В первом случае, когда сверхъестественным существам приписываются естественные свойства, последние часто заимствуются одновременно от разных животных и от людей, причудливо перемешиваются, что создает такое явно невозможное сочетание признаков, которое совершенно исключало бы смешение этого существа с человеком или о каким-либо реальным видом. Есть ли хоть малейшее основание полагать, что образ «снежного человека», каким он предстает перед собирателем сведений, является продуктом такого искусственного сочетания признаков? Неужели сочетание человеческого облика с волосатостью тела или с отсутствием речи является столь уж невероятным отличием от настоящего человека? Нет, конечно, эти признаки можно встретить и у людей. Сколько бы мы ни перебирали свойств, обычно приписываемых рассказчиками «снежному человеку», все эти свойства, как выше показано, укладываются в весьма прозаическую картину.

#####

* _Использование сведений_
1. Обновите фрагмент о «снежном человеке» от слов «В первом случае, когда» до слов «весьма прозаическую картину.» включительно, заменив «признаков» на «черт».
2. Перечислите все признаки облика «снежного человека», которые прямо названы во фрагменте о нём.
Приведённые далее строки для работы не нужны.

* _Сохранённые данные_
#####

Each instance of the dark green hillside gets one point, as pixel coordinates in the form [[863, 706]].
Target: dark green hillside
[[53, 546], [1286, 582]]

#####

* _Ответы к заданиям_
1.
В первом случае, когда сверхъестественным существам приписываются естественные свойства, последние часто заимствуются одновременно от разных животных и от людей, причудливо перемешиваются, что создает такое явно невозможное сочетание черт, которое совершенно исключало бы смешение этого существа с человеком или о каким-либо реальным видом. Есть ли хоть малейшее основание полагать, что образ «снежного человека», каким он предстает перед собирателем сведений, является продуктом такого искусственного сочетания черт? Неужели сочетание человеческого облика с волосатостью тела или с отсутствием речи является столь уж невероятным отличием от настоящего человека? Нет, конечно, эти признаки можно встретить и у людей. Сколько бы мы ни перебирали свойств, обычно приписываемых рассказчиками «снежному человеку», все эти свойства, как выше показано, укладываются в весьма прозаическую картину.

2. Человеческий облик, волосатость тела, отсутствие речи.